→ **Given task 1**
In the Excalibur news article, who wrote the statement titled "With Love to Our Critics"?
→ **Given task 2**
From the Excalibur news article, extract everything from "Two faculty, two" down to "by Riley Hochstetler)".

+++ Supplied text +++

Excalibur dialogue continues - The Echo News
Via Ad

Excalibur dialogue continues

Two faculty, two staff ID'd as board members

Senior Tyler Kempton reacts to Excalibur in the LaRita Boren Campus Center.

Senior Tyler Kempton reacts to Excalibur in the LaRita Boren Campus Center. (Photograph by Riley Hochstetler)

By Chrysa Keenon & Eric Andrews | Echo

A response from the Excalibur Board was published on March 5 on Excalibur’s newly created website. It named four board members as men’s soccer head coach Gary Ross, Associate Professor of Biblical Studies Richard Smith, Professor of Philosophy and Religion Jim Spiegel and Executive Director of Marketing Benjamin Wehling. Their pseudonyms are Legbiter, Skofnug, Durendal and Joyeuse, respectively.

Campus was informed of the website and statement by small paper slips placed around the LaRita Boren Campus Center with the text “A message from Durendal: www.the-res-publica.org.” This link opened to Excalibur’s website.

The statement was titled, “With Love to Our Critics,” written by Spiegel and Ross. It defined the motivation of the publication to be “the edification of the TU community, especially our students, however ill-conceived some might think our endeavors to be.”

It summarized an apology to students who felt threatened in Samuel Morris Hall by racial targeting.

“While we included no racist content in the newsletter, we understand how people may have read into our communication intent that was not there,” the statement read. “. . . To be perfectly clear: we believe in racial justice! What we oppose is the prevailing leftist conception of social justice, which, in our humble opinion, seems to monopolize racial justice issues.”

The statement acknowledged the uncertainty the board felt about originally protecting their identities, and requested forgiveness if the anonymity was cause for readers’ concern. The authors noted the strain the publication caused on members of administration, and affirmed Taylor remains theologically orthodox on topics such as the divinity of Christ, His bodily resurrection and return, holding a high view of scripture and an evangelistic drive to impact the world.

+++ Information provided +++

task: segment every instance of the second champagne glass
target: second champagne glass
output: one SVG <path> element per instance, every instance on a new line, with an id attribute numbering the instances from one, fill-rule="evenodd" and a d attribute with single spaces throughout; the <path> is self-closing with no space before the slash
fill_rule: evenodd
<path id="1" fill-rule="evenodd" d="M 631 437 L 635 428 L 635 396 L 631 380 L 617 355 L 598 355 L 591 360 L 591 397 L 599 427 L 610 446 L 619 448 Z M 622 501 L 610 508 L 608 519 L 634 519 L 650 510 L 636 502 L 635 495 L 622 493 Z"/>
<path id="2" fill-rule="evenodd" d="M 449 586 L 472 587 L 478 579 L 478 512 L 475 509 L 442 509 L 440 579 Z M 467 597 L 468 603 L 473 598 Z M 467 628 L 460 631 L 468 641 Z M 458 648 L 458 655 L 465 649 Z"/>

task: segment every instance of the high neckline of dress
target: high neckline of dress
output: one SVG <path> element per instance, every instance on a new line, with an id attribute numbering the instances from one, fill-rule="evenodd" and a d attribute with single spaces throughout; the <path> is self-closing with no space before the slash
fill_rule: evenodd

+++

→ **Task output 1**
Jim Spiegel and Gary Ross

→ **Task output 2**
Two faculty, two staff ID'd as board members

Senior Tyler Kempton reacts to Excalibur in the LaRita Boren Campus Center.

Senior Tyler Kempton reacts to Excalibur in the LaRita Boren Campus Center. (Photograph by Riley Hochstetler)